> _What is being asked_: Output every record below exactly.

Stored items from a collection:

:::

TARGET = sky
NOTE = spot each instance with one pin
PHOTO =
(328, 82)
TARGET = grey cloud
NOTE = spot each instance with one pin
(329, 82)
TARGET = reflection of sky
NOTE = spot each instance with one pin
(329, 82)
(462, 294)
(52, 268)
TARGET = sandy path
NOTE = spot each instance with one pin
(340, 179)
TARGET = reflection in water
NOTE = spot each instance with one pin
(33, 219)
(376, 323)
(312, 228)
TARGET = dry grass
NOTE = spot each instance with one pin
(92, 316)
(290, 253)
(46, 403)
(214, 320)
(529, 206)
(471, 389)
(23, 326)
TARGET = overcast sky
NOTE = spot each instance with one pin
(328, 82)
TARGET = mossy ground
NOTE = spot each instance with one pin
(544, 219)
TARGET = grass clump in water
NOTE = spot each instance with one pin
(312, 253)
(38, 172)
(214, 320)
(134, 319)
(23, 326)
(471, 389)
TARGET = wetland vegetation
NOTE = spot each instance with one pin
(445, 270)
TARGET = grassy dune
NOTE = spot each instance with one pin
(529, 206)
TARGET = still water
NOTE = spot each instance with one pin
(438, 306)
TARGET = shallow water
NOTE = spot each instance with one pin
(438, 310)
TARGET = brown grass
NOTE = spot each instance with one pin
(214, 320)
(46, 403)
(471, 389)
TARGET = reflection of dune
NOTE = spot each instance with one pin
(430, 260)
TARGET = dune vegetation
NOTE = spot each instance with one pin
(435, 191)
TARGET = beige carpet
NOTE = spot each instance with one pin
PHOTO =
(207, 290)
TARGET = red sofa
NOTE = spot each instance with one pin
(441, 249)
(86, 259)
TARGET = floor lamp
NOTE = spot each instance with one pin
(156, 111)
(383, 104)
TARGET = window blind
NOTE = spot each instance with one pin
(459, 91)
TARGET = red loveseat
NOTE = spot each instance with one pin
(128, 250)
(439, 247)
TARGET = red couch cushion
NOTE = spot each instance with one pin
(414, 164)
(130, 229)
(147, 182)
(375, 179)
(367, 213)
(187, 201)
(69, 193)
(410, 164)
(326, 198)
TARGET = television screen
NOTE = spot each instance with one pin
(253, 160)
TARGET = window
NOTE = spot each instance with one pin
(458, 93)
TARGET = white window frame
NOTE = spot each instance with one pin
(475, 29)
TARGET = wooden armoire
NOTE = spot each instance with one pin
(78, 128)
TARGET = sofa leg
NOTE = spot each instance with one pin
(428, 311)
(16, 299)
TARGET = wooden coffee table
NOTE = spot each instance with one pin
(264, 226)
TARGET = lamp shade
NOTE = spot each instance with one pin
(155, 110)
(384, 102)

:::

> _Output for this task_:
TARGET = sky
NOTE = spot each instance with one pin
PHOTO =
(328, 82)
TARGET = grey cloud
NOTE = spot each instance with one pin
(329, 82)
TARGET = reflection of sky
NOTE = spot each instance with one pin
(329, 82)
(462, 294)
(52, 268)
TARGET = sandy path
NOTE = spot each instance with one pin
(340, 179)
TARGET = reflection in water
NOTE = spot each instance with one pin
(33, 219)
(376, 323)
(312, 228)
TARGET = dry grass
NOTE = spot each instance with one pin
(92, 316)
(290, 253)
(46, 403)
(214, 320)
(529, 206)
(471, 389)
(23, 326)
TARGET = overcast sky
NOTE = spot each instance with one pin
(328, 82)
TARGET = mossy ground
NOTE = spot each instance with one pin
(544, 219)
TARGET = grass clump in water
NOTE = spot each instance with one pin
(312, 253)
(38, 172)
(214, 320)
(134, 319)
(23, 326)
(471, 389)
TARGET = wetland vegetation
NOTE = spot each instance with one pin
(445, 270)
TARGET = grassy dune
NOTE = spot each instance with one pin
(529, 206)
TARGET = still water
NOTE = spot each instance with one pin
(438, 306)
TARGET = shallow water
NOTE = spot each instance with one pin
(438, 310)
TARGET = brown grass
NOTE = spot each instance with one pin
(214, 320)
(46, 403)
(471, 389)
TARGET = reflection of dune
NOTE = spot each instance with one pin
(430, 260)
TARGET = dune vegetation
NOTE = spot each instance with one pin
(435, 191)
TARGET = beige carpet
NOTE = spot each instance with one pin
PHOTO =
(207, 290)
TARGET = red sofa
NOTE = spot each instance with one pin
(441, 249)
(86, 259)
TARGET = floor lamp
NOTE = spot each instance with one pin
(156, 111)
(383, 104)
TARGET = window blind
NOTE = spot each instance with one pin
(459, 91)
TARGET = red loveseat
NOTE = spot each instance with one pin
(128, 250)
(439, 247)
TARGET = red couch cushion
NOTE = spot each instance with one pin
(414, 164)
(130, 229)
(147, 182)
(375, 179)
(367, 213)
(187, 201)
(69, 193)
(410, 164)
(326, 198)
TARGET = television screen
NOTE = spot each instance with one pin
(253, 160)
TARGET = window
NOTE = spot each instance with one pin
(458, 93)
TARGET = white window frame
NOTE = spot each instance with one pin
(475, 29)
TARGET = wooden armoire
NOTE = spot each instance with one pin
(78, 128)
TARGET = sofa leg
NOTE = spot each instance with one pin
(428, 311)
(16, 299)
TARGET = wooden coffee table
NOTE = spot each instance with one pin
(264, 226)
TARGET = lamp shade
NOTE = spot each instance with one pin
(155, 110)
(384, 102)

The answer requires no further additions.